[Begin]

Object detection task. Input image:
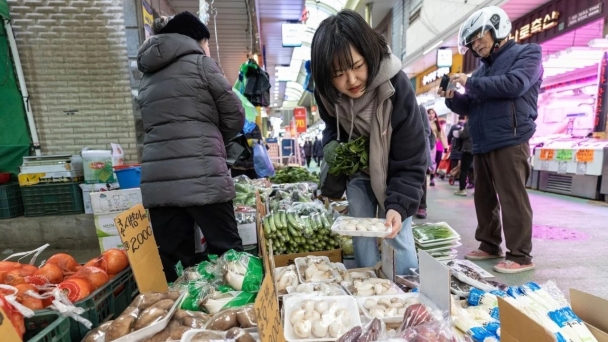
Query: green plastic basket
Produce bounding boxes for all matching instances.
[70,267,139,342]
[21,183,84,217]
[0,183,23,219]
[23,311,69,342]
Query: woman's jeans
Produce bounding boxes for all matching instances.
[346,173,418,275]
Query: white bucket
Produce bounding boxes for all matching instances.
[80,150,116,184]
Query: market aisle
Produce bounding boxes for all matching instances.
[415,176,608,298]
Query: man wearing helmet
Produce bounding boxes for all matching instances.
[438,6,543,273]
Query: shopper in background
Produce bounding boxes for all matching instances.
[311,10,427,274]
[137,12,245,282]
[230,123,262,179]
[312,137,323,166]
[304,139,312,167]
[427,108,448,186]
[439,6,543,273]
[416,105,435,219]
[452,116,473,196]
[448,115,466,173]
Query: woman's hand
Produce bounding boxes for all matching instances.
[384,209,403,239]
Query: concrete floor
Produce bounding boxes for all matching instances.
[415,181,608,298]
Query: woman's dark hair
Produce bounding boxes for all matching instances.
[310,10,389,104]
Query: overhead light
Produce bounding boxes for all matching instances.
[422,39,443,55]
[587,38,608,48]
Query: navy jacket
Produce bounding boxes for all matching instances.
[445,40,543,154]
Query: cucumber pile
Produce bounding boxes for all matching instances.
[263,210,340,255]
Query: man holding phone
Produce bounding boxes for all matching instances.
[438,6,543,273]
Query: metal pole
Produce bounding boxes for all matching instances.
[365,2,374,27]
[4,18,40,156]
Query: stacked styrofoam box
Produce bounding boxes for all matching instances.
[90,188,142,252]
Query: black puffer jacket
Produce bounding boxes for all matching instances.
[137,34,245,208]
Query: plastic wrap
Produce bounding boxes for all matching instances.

[End]

PROBLEM:
Return all of the records above verbatim, omitting the pictures from your reply.

ANSWER TO THIS TASK:
Object detection task. Input image:
Query: green plastic basket
Produce bounding boxes for all matching instances.
[70,267,139,342]
[21,183,84,217]
[0,183,23,219]
[23,311,69,342]
Query: woman's jeans
Produce bounding boxes for all matching instances.
[346,173,418,275]
Query: white bucket
Produce bounding boxes for all matching instances.
[80,150,116,184]
Query: market aisle
Produce bounding boxes for all matching instances.
[415,176,608,298]
Query: man wearing helmet
Produce bounding boxes for all matching instances.
[438,6,543,273]
Query: shopper in background
Produce bounding boxes for all matching instances.
[311,10,427,274]
[137,12,245,282]
[230,123,262,179]
[312,137,323,166]
[304,139,312,167]
[427,108,448,186]
[439,6,543,273]
[416,105,435,219]
[452,116,473,196]
[448,115,466,173]
Query: woman's hand
Produce bounding boxes for all matching instances.
[384,209,403,239]
Query: concrete floor
Produce bounding boxes for all matching instances.
[415,181,608,298]
Query: woman's dark hair
Produce bounding boxes for all matching instances.
[310,10,389,104]
Query: overhead light
Produce bounding boxes for all matching instances.
[422,39,443,55]
[587,38,608,48]
Query: navy jacket
Produce bounding boxes for all matching instances.
[445,40,543,154]
Query: cucumber pile
Produce bounding boxes for all matching instances.
[263,210,340,255]
Query: man holding phone
Produce bounding boxes for all matching instances.
[438,6,543,273]
Query: metal pole
Produce bounding boxes for all matching instances.
[365,2,374,27]
[4,18,40,156]
Query: stacked styrofoam box
Produce bounding boxes for all matching instances.
[90,188,142,252]
Query: black puffer jacket
Produce bounding boxes for all matching instances.
[137,34,245,208]
Query: plastic wrap
Produce bounding boxes for all matching instances.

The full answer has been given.